*JOB*: Pick out each line of the records below that contains the word "field" and copy it. Case counts.

═══

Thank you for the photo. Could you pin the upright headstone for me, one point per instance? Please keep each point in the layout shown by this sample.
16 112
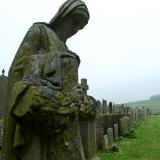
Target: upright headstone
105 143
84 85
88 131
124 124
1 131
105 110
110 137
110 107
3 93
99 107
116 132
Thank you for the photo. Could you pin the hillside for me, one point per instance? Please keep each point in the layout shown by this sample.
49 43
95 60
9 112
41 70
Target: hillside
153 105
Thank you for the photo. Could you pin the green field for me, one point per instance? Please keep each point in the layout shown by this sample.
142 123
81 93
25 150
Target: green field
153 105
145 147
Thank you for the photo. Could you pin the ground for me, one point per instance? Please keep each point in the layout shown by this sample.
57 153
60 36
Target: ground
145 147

═══

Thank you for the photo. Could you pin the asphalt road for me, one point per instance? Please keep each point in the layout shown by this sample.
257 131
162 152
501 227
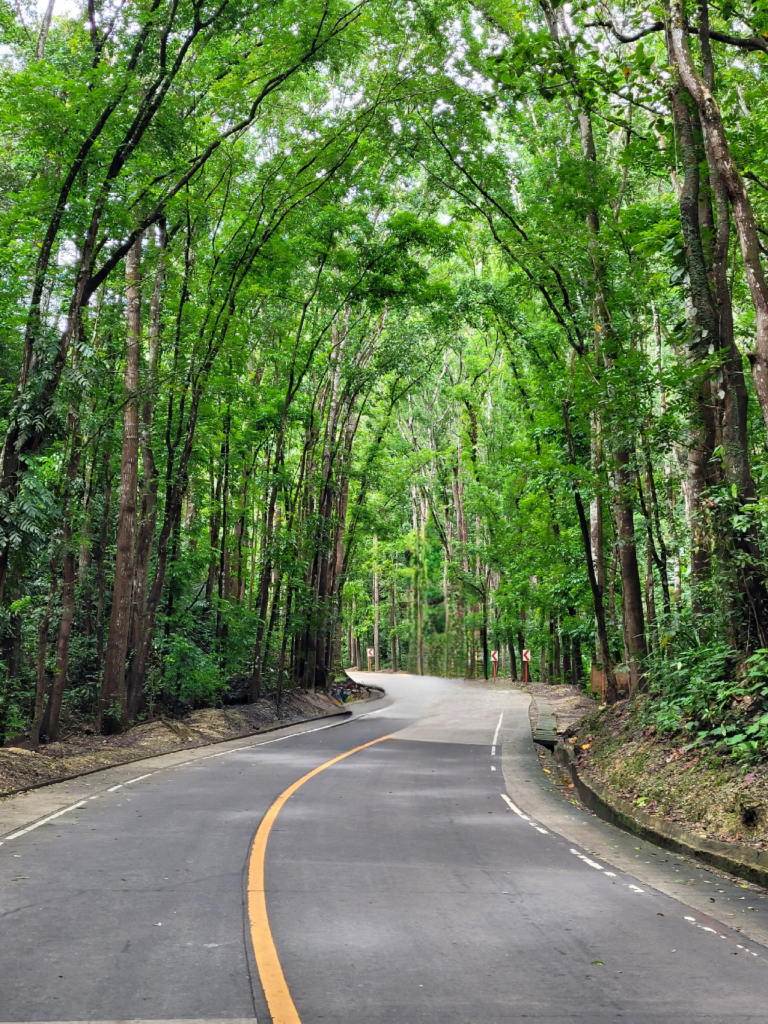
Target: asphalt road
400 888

═══

*COMPLETE ANSWER*:
Thank you for the photo. Could you pin the green field for me, one point per instance? Please keep each point in the layout shown by this sample.
Target: green field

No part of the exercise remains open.